─── Data provided ───

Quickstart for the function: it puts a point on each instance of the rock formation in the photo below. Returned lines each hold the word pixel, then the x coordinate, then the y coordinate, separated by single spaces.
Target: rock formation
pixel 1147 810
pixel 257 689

───
─── Data provided ───

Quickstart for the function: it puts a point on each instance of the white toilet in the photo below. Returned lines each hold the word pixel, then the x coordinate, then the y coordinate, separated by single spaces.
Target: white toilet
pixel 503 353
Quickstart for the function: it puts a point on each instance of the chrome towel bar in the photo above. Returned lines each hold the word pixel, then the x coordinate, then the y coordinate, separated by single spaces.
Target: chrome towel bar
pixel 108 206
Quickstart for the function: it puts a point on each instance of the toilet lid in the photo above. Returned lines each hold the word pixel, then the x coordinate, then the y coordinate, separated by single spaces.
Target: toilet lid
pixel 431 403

───

◆ **Your goal**
Format the records from the line containing "of the rock" to the line containing "pixel 257 689", both included, as a numbered list, leaving out any blank lines.

◆ **Answer for this exercise**
1. Quickstart for the function: it puts a point on each instance of the rock formation in the photo below. Returned lines each hold the word pixel, then the x coordinate, then the y coordinate, separated by single spaces.
2. Target: rock formation
3. pixel 1147 810
4. pixel 257 689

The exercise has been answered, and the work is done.